§ Görev
Aşağıdaki, 31 Mart yerel seçimleri üzerine yazılmış mektubu kaldığı yerden sürdürün.

§ Metin

HİRA’NIN ÇOCUKLARINA MEKTUP

featured
Paylaş

Bu Yazıyı Paylaş

veya linki kopyala

Yine bir seçim yine bir tartışma…!
Yeni bir demokrasi şöleni ve karşısında değişmeyen zihniyet…!
Acı ve ne yazık ki gerçek…!

 

Malumunuz 31 Mart Pazar günü yerel yönetimlerimizi beş yıllığına emanet edeceğimiz yöneticileri belirlemek için sandığa gideceğiz. Beş yıllık süre her ne kadar bir şehrin imâr ve inşâası için kısa bir zaman olsa da şehrin târûmâr ve imhâsı için yeterli bir süredir. Merhum Mehmet Akif;

 

” Sade sen gösteriver işte budur kubbe diye İki ırgatla iner şimdi Süleymaniye Ama gel kaldıralım dendi mi?

§ Sağlanan veriler
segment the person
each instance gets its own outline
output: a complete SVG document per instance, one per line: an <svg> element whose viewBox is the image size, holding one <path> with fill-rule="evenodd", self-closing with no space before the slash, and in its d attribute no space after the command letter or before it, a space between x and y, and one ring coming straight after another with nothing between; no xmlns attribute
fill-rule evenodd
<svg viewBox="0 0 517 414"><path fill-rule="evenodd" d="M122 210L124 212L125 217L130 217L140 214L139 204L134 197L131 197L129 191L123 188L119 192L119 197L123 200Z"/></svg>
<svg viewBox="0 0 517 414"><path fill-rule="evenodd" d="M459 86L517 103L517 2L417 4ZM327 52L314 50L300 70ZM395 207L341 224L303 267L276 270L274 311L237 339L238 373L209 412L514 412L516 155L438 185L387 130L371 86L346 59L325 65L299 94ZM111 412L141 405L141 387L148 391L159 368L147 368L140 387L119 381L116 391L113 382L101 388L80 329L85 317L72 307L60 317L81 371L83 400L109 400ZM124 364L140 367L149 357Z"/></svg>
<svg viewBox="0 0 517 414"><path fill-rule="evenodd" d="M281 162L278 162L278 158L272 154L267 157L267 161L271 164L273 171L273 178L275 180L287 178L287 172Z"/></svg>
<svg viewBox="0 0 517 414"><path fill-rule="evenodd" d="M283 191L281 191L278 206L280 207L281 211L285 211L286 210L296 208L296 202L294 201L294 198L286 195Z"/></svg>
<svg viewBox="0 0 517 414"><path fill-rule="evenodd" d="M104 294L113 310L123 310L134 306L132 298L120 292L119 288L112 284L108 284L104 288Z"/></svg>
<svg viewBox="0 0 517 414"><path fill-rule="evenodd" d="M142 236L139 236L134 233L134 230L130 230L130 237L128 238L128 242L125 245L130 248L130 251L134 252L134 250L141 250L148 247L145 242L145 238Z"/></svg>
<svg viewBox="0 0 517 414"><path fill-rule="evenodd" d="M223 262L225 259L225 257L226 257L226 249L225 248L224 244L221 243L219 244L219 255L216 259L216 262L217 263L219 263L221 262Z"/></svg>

§ Yazılı cevap
O zaman bir Süleyman lazım bir de Sinan. ” veciz ifadesiyle “yapmanın zor yıkmanın çok kolay” olduğunu anlatır bize.

 

Daha önce yaşadığım Manisa ve Afyonkarahisar vilayetlerinin nasıl ihyâ edildiklerine bizzat şahitlik ettim. Ve buna mukâbil güzel İzmir’in nasıl tarumâr edildiğine de… Bilecik ve Bozüyük’ün inşâasını da gördüm, şirin Gölpazarı’nın ihmâlini de… Bu tecrübeler Akif’in ne denli haklı olduğunun ispatıdır benim için.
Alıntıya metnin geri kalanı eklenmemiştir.